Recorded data
========
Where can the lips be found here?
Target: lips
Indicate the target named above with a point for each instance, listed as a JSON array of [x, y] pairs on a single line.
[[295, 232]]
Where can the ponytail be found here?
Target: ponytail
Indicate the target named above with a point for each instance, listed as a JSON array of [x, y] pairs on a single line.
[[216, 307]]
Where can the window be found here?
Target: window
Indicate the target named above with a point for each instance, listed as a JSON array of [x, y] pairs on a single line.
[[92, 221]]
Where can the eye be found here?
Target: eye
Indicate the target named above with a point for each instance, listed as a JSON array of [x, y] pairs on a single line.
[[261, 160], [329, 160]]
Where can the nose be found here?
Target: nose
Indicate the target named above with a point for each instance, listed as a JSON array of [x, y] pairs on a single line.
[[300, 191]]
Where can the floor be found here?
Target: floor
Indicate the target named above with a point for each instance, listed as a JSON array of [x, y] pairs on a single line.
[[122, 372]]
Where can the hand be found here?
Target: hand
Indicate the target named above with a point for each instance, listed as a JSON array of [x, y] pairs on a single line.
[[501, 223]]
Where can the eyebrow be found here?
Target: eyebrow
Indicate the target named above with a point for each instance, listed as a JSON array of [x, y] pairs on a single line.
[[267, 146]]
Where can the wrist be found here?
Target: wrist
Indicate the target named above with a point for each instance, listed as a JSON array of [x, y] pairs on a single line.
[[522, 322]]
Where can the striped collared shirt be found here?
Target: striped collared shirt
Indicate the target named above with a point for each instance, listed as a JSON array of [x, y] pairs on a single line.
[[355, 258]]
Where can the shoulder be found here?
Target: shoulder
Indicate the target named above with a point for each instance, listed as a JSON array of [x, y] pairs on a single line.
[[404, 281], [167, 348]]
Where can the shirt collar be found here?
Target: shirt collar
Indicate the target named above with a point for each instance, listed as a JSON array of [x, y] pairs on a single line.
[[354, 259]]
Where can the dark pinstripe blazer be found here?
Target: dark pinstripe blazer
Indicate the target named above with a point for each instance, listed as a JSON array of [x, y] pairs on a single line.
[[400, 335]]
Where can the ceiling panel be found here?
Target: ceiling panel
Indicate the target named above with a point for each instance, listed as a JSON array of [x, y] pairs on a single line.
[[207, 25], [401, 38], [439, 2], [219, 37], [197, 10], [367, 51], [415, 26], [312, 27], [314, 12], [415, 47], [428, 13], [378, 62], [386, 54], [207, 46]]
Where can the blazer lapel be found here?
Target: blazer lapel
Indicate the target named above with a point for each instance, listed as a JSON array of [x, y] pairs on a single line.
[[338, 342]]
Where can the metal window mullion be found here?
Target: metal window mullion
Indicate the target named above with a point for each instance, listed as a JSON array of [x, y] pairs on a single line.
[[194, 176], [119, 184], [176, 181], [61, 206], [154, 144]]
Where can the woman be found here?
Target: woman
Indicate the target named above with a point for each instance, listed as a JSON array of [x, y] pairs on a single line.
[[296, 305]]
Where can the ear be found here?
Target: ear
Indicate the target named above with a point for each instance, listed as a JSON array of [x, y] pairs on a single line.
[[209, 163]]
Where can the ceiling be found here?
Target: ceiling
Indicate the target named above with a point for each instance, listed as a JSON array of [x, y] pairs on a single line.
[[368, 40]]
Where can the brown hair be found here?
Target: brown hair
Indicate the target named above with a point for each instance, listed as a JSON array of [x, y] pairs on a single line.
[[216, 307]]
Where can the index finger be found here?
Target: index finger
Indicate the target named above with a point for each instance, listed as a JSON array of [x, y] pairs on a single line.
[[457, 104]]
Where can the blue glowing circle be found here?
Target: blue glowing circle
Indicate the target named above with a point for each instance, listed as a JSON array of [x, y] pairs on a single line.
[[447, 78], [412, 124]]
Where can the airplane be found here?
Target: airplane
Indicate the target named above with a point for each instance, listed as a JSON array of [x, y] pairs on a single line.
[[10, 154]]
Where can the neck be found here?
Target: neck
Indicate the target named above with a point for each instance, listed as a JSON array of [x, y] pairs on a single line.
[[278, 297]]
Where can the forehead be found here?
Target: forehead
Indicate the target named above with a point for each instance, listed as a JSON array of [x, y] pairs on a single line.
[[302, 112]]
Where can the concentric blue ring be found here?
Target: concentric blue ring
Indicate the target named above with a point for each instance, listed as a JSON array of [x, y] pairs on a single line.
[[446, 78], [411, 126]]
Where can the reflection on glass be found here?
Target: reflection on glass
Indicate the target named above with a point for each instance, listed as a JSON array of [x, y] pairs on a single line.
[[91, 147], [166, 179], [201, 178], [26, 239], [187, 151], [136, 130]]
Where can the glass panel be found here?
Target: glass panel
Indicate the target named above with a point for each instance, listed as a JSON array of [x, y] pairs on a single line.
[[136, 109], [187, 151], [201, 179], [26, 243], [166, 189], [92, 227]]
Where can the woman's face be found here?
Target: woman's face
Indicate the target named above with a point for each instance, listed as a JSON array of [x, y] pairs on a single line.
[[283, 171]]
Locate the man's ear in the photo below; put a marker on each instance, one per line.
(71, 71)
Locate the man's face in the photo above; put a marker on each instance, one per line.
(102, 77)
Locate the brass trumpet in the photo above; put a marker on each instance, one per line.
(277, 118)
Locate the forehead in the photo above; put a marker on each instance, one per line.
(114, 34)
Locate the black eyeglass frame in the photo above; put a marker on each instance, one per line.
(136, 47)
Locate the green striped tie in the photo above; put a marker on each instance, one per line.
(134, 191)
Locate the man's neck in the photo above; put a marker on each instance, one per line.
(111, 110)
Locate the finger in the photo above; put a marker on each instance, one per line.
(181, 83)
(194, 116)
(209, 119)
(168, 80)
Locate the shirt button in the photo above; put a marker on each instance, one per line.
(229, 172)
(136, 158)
========
_TASK INSTRUCTIONS:_ Restate the entries above, keeping every word intact.

_RESULT OF THIS TASK:_
Where can the lips be found here?
Target: lips
Indicate the target named above with a point for each instance, listed as a JSON array of [x, y] pairs on a single line.
[[295, 232]]
Where can the ponytail be found here?
Target: ponytail
Indicate the target named above with a point for each instance, listed as a JSON array of [x, y] pairs on a single line.
[[216, 307]]
Where can the window be found here?
Target: window
Indicate the target named above with a point for each instance, listed as a JSON array of [x, y] pairs on a single line.
[[92, 221]]
Where can the eye be found here?
Target: eye
Indicate the target named above with a point for each instance, listed as a JSON array of [x, y] pairs on a single line.
[[261, 160], [329, 160]]
Where can the nose be found here?
Target: nose
Indicate the target named above with a point for each instance, listed as a JSON array of [x, y] pairs on a single line.
[[300, 191]]
Where can the floor be found here?
Target: floor
Indicate the target named above with a point for each instance, listed as a JSON array of [x, y] pairs on a single line.
[[122, 372]]
Where can the hand be found here?
Target: hand
Indicate the target named above with a point for each instance, listed as a JSON array of [x, y] pairs on a single line.
[[501, 223]]
Where can the eyebrow be found here?
Target: eyebrow
Indicate the target named above with a point for each instance, listed as a JSON array of [x, y] pairs on a single line.
[[267, 146]]
Where can the wrist be found here?
Target: wrist
Indicate the target named above with a point for each instance, listed as a JSON array of [x, y] pairs on a single line.
[[522, 322]]
Where can the striped collared shirt be found here?
Target: striped collared shirt
Indicate the target named above with a point for each instance, listed as a JSON array of [x, y] pairs on a single line.
[[355, 258]]
Where can the shoulder be found here?
Target: shoulder
Indicate the target named above with a point for each instance, listed as a JSON array of [x, y] pairs on a single line.
[[404, 281], [167, 348]]
Where can the shirt collar be found here?
Target: shirt collar
Indicate the target named above with a point for each instance, listed as a JSON array of [x, y] pairs on a single line.
[[354, 259]]
Where can the dark pinstripe blazer be found here?
Target: dark pinstripe blazer
Indicate the target named above with a point for each instance, listed as a JSON array of [x, y] pairs on a single line.
[[400, 335]]
Where can the ceiling panel be found here?
Target: ceiling panel
Indicate the target named above with a point for each instance, listed as a JSON array of [x, y] pairs on a single line.
[[207, 25], [401, 38], [439, 2], [219, 37], [197, 10], [367, 51], [415, 26], [312, 27], [314, 12], [415, 47], [428, 13], [378, 62], [386, 54], [207, 46]]
Where can the blazer lapel be found here?
Target: blazer lapel
Indicate the target named above with a point for each instance, listed as a JSON array of [x, y] pairs on a single line.
[[338, 342]]
Where can the metal window mullion be found here?
Target: metal window mullion
Indicate the target named above with a point for each instance, listed as a JSON array of [x, y] pairs on a single line.
[[194, 176], [119, 184], [176, 181], [61, 206], [154, 144]]
Where can the woman be found here?
Target: woman
Indicate the target named above with a point for each instance, listed as a JSON array of [x, y] pairs on a single line.
[[296, 305]]
Where can the ear be found here?
Target: ear
Indicate the target named above with a point for each instance, listed as a JSON array of [x, y] pairs on a single line.
[[209, 163]]
Where can the ceiling be found here?
Target: ceiling
Indicate the target named above with a point for each instance, listed as a JSON array of [x, y] pairs on a single line.
[[368, 40]]
Where can the brown hair be found here?
Target: brown hair
Indicate the target named above with a point for each instance, listed as a JSON array of [x, y] pairs on a single line.
[[216, 307]]
Where can the index finger be found here?
Target: index finger
Indicate the target named above with a point for each instance, listed as a JSON array of [x, y] pairs on a single line.
[[457, 104]]
Where can the blue glowing circle be found here?
Target: blue glowing circle
Indicate the target named above with a point for each instance, listed as a JSON array of [x, y] pairs on a single line.
[[447, 78], [412, 124]]
Where can the airplane be found here?
Target: airplane
Indicate the target named above with a point for each instance, listed as a JSON array of [x, y] pairs on a single line.
[[10, 154]]
Where can the neck be found here?
Target: neck
Indicate the target named above with a point for each instance, listed as a JSON array of [x, y] pairs on a single line.
[[278, 297]]
Where can the forehead be found here?
Target: forehead
Indicate the target named above with a point for each instance, listed as a JSON array of [x, y] pairs on a single line.
[[302, 112]]
Where can the concentric blue ring be found here?
Target: concentric blue ring
Indicate the target named above with a point for each instance, listed as a JSON array of [x, y] pairs on a single line.
[[446, 78], [411, 126]]
Where can the reflection on glass be found here?
Target: reflection on glass
Indicate the target named above with a point for each instance, listed as a JSON array of [x, y] pairs on a single line.
[[91, 147], [166, 179], [201, 178], [26, 239], [187, 151], [136, 130]]
Where can the glass panel be found here?
Target: glass panel
Indicate the target named above with a point for each instance, listed as a JSON array of [x, y] pairs on a single line.
[[136, 109], [187, 151], [201, 179], [26, 243], [166, 189], [92, 227]]
Where can the woman's face be found here?
Target: woman's face
Indicate the target named above with a point for each instance, listed as a JSON array of [x, y] pairs on a single line.
[[283, 171]]
Locate the man's ear in the photo below; put a marker on each instance, one per line.
(71, 71)
Locate the man's face in the photo above; put a marker on each instance, one per line.
(102, 77)
Locate the brass trumpet in the photo above; put a marker on each instance, one per line.
(277, 118)
Locate the forehead in the photo above; put a marker on each instance, one per line.
(114, 34)
Locate the black eyeglass frame in the photo above; put a marker on each instance, one per line.
(136, 47)
Locate the green striped tie in the photo above; put a marker on each instance, one per line.
(134, 191)
Locate the man's neck in the photo above; put a marker on each instance, one per line.
(111, 110)
Locate the finger in the photo above; put a marker on each instance, one per line.
(181, 83)
(194, 116)
(209, 119)
(168, 80)
Locate the shirt button in the photo above; put a marker on each instance, one per line.
(229, 172)
(136, 158)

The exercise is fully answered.